**GIVEN PASSAGE:**
*-*-*
How is a receding hairline diagnosed?
Officially, a receding hairline is diagnosed by a medical professional and it usually includes questions around family history, lifestyle factors and age.
Pilot doctors can diagnose a receding hairline via our online assessment, which is a text-based consult that you can complete when is convenient for you.
From here, our Australian doctors create a personalised hair loss treatment plan that is delivered discreetly to your door and starts at $1.77 / day for a personalised capsule.
Best of all, about two in three men that use this oral medication see hair regrowth, while the remaining third don't experience further hair loss.
And, there's no need for any potentially awkward face-to-face conversations with your doctor. We understand how difficult it can be to talk about hair loss, so we make sure this process is as easy as possible.
What's the difference between a maturing and a receding hairline?
While every person has a unique hairline due to a range of factors like genetics, lifestyle and hormones, it is generally accepted that a maturing hairline is one that moves back in an even pattern.
As a maturing hairline occurs more slowly than typical alopecia areata, traction alopecia or frontal fibrosing alopecia, it is generally less noticeable.
In contrast, a person experiencing a receding hairline typically has more hair loss around the temples and it is usually less even. It also occurs quicker than a standard maturing hairline.
Can a receding hairline grow back?
*-*-*
**REQUIREMENT:**
Echo the stretch of the receding hairline text from "While every person" through "an even pattern.".

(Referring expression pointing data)
*-*-*
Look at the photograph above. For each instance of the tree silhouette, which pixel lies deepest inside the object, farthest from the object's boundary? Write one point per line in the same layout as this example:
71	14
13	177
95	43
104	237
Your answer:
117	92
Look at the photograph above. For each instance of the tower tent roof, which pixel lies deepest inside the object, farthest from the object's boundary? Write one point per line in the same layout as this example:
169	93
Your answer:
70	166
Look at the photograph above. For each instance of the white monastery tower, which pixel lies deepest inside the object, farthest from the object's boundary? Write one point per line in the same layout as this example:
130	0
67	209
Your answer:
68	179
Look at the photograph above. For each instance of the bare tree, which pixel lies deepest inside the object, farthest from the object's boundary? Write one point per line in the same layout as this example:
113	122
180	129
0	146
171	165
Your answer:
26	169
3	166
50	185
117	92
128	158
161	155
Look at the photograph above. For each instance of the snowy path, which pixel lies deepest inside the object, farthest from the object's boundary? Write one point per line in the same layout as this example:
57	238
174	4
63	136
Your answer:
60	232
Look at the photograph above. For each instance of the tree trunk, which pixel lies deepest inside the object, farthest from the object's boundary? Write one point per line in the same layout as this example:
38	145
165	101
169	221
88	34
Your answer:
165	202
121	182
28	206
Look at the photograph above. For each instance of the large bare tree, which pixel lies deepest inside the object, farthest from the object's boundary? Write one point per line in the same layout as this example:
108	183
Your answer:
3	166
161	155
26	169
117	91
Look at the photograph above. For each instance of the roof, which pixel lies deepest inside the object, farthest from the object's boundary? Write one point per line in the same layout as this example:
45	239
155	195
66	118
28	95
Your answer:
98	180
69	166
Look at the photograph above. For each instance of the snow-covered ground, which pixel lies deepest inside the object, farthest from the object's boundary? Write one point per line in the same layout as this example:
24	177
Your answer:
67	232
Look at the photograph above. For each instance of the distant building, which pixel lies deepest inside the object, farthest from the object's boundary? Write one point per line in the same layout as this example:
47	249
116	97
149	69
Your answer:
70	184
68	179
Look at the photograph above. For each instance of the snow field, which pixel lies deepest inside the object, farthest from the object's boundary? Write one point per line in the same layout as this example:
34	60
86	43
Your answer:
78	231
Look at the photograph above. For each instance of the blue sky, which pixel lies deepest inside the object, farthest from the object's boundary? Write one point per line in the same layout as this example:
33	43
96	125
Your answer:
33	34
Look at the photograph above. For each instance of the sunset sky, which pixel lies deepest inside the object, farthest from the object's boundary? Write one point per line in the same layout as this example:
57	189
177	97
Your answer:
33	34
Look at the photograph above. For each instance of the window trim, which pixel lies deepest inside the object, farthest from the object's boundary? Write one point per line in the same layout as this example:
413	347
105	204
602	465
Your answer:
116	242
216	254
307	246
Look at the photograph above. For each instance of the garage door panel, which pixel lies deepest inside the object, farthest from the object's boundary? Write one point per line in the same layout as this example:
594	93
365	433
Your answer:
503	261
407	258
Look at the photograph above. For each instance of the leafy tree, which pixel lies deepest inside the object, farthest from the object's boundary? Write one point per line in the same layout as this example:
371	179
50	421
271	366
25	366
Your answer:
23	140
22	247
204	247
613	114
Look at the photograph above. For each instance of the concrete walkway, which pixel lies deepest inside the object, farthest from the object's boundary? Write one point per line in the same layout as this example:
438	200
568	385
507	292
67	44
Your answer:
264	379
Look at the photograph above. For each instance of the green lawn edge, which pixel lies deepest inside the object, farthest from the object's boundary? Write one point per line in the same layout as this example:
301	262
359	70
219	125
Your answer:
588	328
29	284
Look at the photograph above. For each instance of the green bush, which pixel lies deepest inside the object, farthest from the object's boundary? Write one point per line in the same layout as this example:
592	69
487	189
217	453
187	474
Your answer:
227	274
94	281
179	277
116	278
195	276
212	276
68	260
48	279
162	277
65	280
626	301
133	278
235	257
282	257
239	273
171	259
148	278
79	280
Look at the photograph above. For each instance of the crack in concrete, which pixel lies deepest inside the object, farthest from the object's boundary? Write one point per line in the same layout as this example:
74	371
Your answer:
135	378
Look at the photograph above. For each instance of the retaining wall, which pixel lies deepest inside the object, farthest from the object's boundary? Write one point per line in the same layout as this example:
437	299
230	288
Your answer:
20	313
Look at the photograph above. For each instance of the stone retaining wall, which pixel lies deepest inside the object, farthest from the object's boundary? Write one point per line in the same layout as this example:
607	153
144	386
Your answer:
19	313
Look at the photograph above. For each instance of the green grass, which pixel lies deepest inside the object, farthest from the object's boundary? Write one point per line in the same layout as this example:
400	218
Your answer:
*-*-*
**WRITTEN RESPONSE:**
While every person has a unique hairline due to a range of factors like genetics, lifestyle and hormones, it is generally accepted that a maturing hairline is one that moves back in an even pattern.